Given text -

- - - - -

The genius of the Wachowski’s masterpiece is that it managed to deliver all this and more in the authentic guise of a fully satisfying action blockbuster. The principal performers are superb in their respective roles, cast with uncannily mathematical precision, their dedication to the physical requirements of the role paying huge dividends in the action scenes on screen. It remains a highlight of its esteemed casts’ careers, particularly Laurence Fishburne, Hugo Weaving and Carrie Anne Moss and has almost become something of an underrated aspect of the so-hot-right-now Keanu Reeves’ oeuvre. The precision use of slow-mo and the innovation of bullet time may seem commonplace now but were genuinely groundbreaking at the time and the Wachowskis redefined the use and integration of CGI and special effects just in time to make “The Phantom Menace” look desperately old-fashioned in its more-is-better approach. The lobby assault scene remains a ballistic ballet of action cinema perfection and possibly also the last time Uzis, those eighties action-film weapons of choice, were actually cool in a movie. It’s also fascinating to watch a film that deals with themes of terrorism and a spectacular degree of urban destruction, including a terrific exploding helicopter scene, made before the events of 9/11 changed the visual language of cinematic destruction forever.
Alongside the bravura action, prodigious innovation, great performances and instantly quotable dialogue, there’s a welcome, slyly humours streak to the film’s satirical edge from Morpheus’s Pac-Man evoking guiding of Neo out of his cubical farm office (oh how I wanted one of those Nokia 7110s) to the clever explanations for déjà vu and other foibles of everyday life, “The Matrix” feels at once utterly fanciful and yet darkly plausible – and its intoxicating. Of course, the enduring mystery of “The Matrix” is why on earth Cypher believes the machines will honour their end of his bargain, especially as he specifically asks to have his memory wiped? Then again, who among us, in his position, wouldn’t be sorely tempted by the very same deal?

- - - - -

Recorded data -
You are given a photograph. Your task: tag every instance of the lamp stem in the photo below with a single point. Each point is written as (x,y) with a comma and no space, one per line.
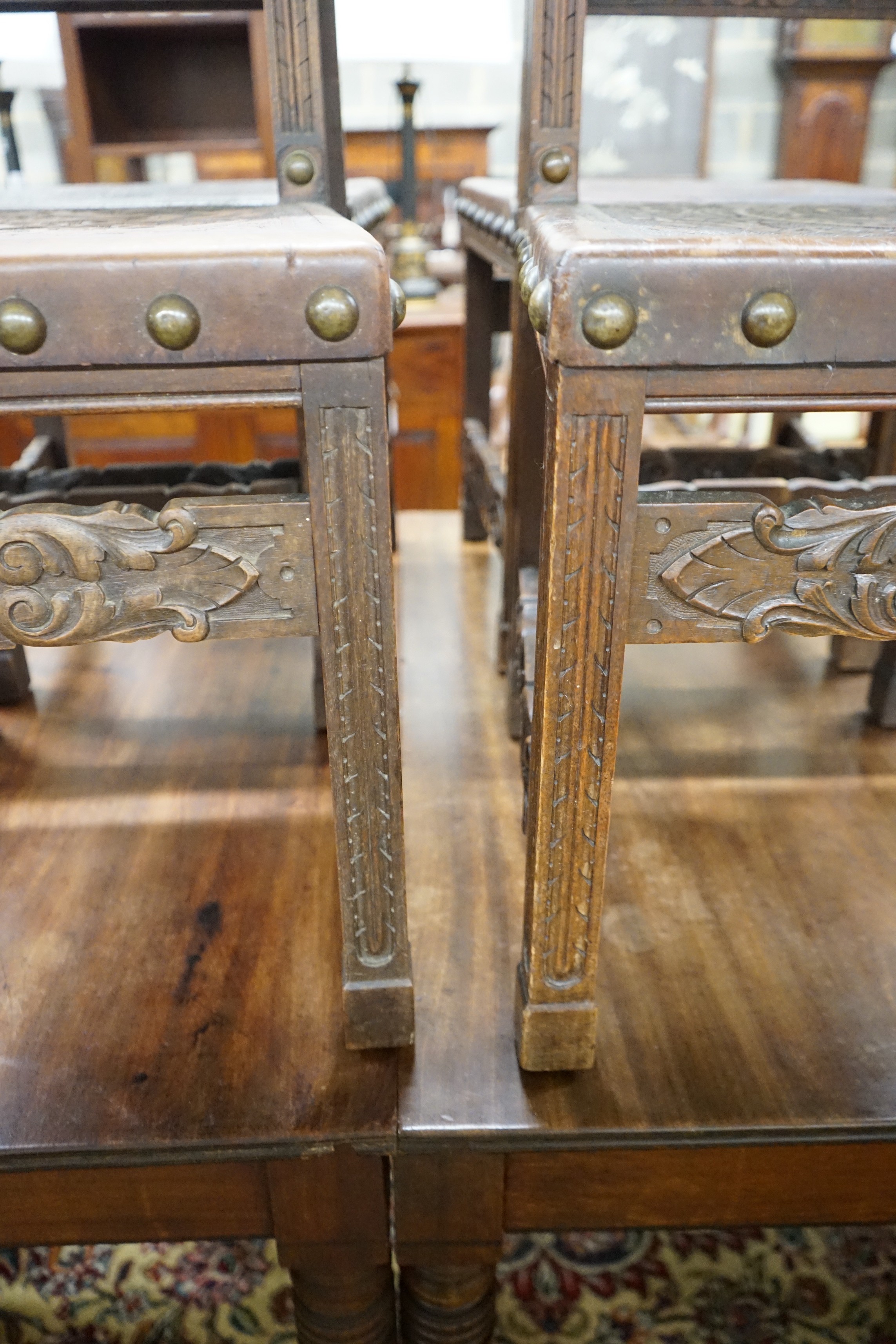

- - - - -

Task set -
[1] Quote the Matrix review between "Alongside the bravura" and "very same deal?", inclusive.
[2] In the Matrix review, what does Cypher specifically ask for as part of his bargain?
[3] Carry on writing the Matrix review after its final sentence.
The listing isn't needed here.

Answers for the tasks -
[1]
Alongside the bravura action, prodigious innovation, great performances and instantly quotable dialogue, there’s a welcome, slyly humours streak to the film’s satirical edge from Morpheus’s Pac-Man evoking guiding of Neo out of his cubical farm office (oh how I wanted one of those Nokia 7110s) to the clever explanations for déjà vu and other foibles of everyday life, “The Matrix” feels at once utterly fanciful and yet darkly plausible – and its intoxicating. Of course, the enduring mystery of “The Matrix” is why on earth Cypher believes the machines will honour their end of his bargain, especially as he specifically asks to have his memory wiped? Then again, who among us, in his position, wouldn’t be sorely tempted by the very same deal?

[2] To have his memory wiped.

[3]
It has been years since I’d watched the Matrix before putting it on for this review and not only does it stand the test of time with barely a scratch but, for those disappointed with the sequels (and I counted myself among that number), rewatching it afresh utterly refutes the oft-held theory that the sequels weren’t thought out ahead of time. Everything that “The Matrix Reloaded” and “The Matrix Revolutions” brings to the screen is foreshadowed in the first movie. From the brief Architect’s point of view shot which opens Neo’s interrogations scene to Agent Smith’s pathological fear of being infected by the filthy virus of humanity foreshadowing his own ‘death’ and resurrection as a destructive consuming virus, the path of ‘The One’ and the fate of humanity and the machines is all set in motion in that first film. Even the early club scene where Neo follows the White Rabbit acts as a warning to audiences of the overindulgent rave scene to come in “Reloaded”.
Stylish, stylised and undeniably seminal, “The Matrix” remains one of the greatest movies of all time, securing The Wachovskis a place in the sci-fi hall of fame. Rewatching the whole trilogy, it hangs together much better than I recall thinking at the time and if you haven’t watched them in a while, I highly recommend plugging into the Matrix once again.